**Things to do**
A - What two logistics changes do the lecture notes announce?
B - Reproduce a portion of the lecture notes verbatim, starting at the words "How to Report" and ending after the words "click or type?".

**Provided passage**
[Start of section]

Lecture 2 - AI-Assisted Development & Classical NLP

Welcome back!

Last time: We explored what LLMs are, their history, how we're going to work together this term

Today:

• AI-assisted development
• A bit of classical NLP (BoW and ngrams)

Highlights from the syllabus activity and other logistics

• The "cite your friends" question

Concerns:

• Lack of deep learning background
• Strict late policy
• Exams (percentage, no notes)
• Grading fairly given tool access, collaborators
• Project open-endedness (choosing one, grading given that)
• Lots of deliverables
• "Ethical concern"?

You liked:

• Project-based structure
• Clear expectations
• No blackboard?
• AI use allowed
• No final
• Coffee chats!

Questions

• Time commitment
• iPads / how to take notes
• How labs and portfolio pieces work
• Suggestions for books / other resources
• Forming teams

Both liked and disliked:

• No laptop policy
• Oral exam redo option

Logistics:

• Swapping L3 and L4
• Renaming / numbering labs and reflections (see schedule)

How to Report a Problem (Life Skill!)

When you message us (or a future coworker/manager) about a technical issue, include:

1. What you did - Be specific!

• What tool/command/interface?
• What did you click or type?
• Any other context (network connections, previous actions)

2. What you expected - What should have happened?

3. What actually happened - Error messages, screenshots, exact text

4. What you've tried yourself - Steps you've taken to debug that have failed

Bad: "Torch isn't working for me"

Good: "I ran python train.py in VS Code's terminal on my Mac. I expected it to start training, but instead I got:

Traceback (most recent call last):
  File "train.py", line 1, in <module>
    import torch
ModuleNotFoundError: No module named 'torch'

I installed PyTorch yesterday using pip install torch. I'm using Python 3.11 and I'm not using a virtual environment. When I run which python I get /usr/bin/python3. I tried running pip install torch again and it says 'Requirement already satisfied.' I also tried pip3 install torch with the same result."

[End of section]

**Extracted records**
[Start of section]

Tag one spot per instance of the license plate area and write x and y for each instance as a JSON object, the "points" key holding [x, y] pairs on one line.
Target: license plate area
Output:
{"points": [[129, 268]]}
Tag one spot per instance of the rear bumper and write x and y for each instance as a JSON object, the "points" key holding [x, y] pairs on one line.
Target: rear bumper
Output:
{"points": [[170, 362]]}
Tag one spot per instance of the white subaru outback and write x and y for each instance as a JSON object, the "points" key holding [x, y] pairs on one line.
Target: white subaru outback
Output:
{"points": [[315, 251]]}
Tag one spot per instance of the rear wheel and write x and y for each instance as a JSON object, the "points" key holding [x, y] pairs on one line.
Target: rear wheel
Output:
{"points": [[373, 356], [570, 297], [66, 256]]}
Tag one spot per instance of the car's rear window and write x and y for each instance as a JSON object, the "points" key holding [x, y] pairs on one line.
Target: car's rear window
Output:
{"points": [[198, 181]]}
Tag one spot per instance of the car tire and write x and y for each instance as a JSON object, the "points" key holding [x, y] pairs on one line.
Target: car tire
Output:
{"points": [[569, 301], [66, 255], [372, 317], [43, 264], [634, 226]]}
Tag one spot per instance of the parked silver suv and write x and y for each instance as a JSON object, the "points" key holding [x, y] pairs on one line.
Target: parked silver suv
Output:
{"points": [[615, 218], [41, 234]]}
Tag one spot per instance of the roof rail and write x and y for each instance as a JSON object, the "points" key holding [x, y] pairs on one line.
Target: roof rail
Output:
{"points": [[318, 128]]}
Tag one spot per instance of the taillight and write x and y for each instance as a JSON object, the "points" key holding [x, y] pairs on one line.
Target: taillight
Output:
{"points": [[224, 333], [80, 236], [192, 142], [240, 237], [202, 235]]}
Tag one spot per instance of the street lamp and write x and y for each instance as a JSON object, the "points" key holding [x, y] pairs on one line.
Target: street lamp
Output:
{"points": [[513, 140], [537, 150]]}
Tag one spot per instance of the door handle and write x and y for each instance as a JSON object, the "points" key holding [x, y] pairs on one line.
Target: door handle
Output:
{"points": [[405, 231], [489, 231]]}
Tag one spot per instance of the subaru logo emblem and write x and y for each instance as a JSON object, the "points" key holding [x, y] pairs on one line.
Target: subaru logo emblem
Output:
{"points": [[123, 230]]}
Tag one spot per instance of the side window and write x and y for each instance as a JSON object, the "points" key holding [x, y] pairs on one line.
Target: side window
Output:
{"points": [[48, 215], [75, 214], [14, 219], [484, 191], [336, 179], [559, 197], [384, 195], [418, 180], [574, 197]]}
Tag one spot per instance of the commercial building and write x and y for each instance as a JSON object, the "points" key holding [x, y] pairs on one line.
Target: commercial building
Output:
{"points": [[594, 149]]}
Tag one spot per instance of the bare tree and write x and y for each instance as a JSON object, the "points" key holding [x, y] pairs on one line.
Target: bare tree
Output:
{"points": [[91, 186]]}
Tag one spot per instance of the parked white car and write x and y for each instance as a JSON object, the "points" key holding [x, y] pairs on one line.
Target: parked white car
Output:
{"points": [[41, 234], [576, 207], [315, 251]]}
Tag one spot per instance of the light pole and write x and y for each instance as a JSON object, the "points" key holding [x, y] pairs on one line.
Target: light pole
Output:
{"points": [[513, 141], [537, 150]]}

[End of section]

**List of solutions**
A - Swapping L3 and L4, and renaming/numbering the labs and reflections (see schedule).

B -
How to Report a Problem (Life Skill!)

When you message us (or a future coworker/manager) about a technical issue, include:

1. What you did - Be specific!

• What tool/command/interface?
• What did you click or type?